--- start ---

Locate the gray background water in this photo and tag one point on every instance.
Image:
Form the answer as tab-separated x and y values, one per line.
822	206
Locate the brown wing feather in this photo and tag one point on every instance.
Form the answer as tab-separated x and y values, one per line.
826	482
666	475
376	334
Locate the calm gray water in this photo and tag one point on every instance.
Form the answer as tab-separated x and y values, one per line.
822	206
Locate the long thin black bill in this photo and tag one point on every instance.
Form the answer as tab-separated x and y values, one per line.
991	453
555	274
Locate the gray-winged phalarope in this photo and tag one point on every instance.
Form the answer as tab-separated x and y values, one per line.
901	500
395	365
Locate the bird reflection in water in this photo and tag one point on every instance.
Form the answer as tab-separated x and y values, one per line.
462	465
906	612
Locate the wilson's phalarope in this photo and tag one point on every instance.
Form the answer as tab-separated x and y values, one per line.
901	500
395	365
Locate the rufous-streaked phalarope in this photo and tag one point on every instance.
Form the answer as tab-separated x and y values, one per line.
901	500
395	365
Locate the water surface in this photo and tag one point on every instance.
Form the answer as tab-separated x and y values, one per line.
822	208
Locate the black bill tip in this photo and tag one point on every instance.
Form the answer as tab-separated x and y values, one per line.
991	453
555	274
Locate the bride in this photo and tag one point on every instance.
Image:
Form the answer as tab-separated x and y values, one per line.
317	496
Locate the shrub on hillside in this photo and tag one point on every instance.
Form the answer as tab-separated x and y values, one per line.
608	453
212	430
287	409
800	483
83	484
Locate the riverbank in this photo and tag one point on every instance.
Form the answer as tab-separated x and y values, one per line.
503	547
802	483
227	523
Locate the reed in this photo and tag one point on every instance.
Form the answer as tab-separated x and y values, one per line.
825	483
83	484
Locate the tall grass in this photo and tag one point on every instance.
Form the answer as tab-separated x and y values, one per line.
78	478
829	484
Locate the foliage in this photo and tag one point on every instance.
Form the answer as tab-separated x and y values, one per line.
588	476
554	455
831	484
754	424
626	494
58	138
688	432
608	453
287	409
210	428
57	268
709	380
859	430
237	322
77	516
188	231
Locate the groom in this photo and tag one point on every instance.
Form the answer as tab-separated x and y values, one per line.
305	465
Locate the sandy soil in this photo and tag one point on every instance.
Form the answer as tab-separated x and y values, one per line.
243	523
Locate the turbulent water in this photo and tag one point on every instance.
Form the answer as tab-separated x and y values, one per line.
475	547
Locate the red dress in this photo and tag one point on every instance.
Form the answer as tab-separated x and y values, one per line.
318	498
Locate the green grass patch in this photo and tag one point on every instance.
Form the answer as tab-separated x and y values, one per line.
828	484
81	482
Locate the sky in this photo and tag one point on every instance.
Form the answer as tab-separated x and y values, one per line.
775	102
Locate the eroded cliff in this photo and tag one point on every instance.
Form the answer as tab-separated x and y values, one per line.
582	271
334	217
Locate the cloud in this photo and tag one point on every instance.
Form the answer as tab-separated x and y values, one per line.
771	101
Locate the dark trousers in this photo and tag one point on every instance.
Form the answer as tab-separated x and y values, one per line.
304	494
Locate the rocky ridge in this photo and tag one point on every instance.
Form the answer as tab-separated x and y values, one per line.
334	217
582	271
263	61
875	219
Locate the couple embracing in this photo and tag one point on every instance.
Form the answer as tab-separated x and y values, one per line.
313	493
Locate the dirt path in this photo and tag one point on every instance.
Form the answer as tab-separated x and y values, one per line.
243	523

--- end ---

◆ Challenge: Reproduce the lines of the entries above exactly, but only from the line containing "Locate the eroded" through the final line.

◆ Task result:
Locate the eroded cliff in this photo and tag one point on every instance.
Form the answer as tab-separated x and y values, one per line.
582	271
334	217
Locate the cloud in this photo and tag one point on every instance.
Form the answer as tab-separated x and y values, one per line.
771	101
Locate the dark trousers in this photo and tag one point on every instance.
Form the answer as tab-separated x and y values, one per line.
304	494
Locate the rocky ridge in this photo and tag one point on every instance.
Form the answer as tab-separated x and y values, one per line.
334	217
582	271
263	61
875	219
Locate the couple embracing in this photo and tag one point on every instance.
Form the answer as tab-separated x and y values, one per line.
313	493
Locate the dirt path in this photo and tag one point on every instance.
Form the answer as tab-separated x and y values, one per line.
243	523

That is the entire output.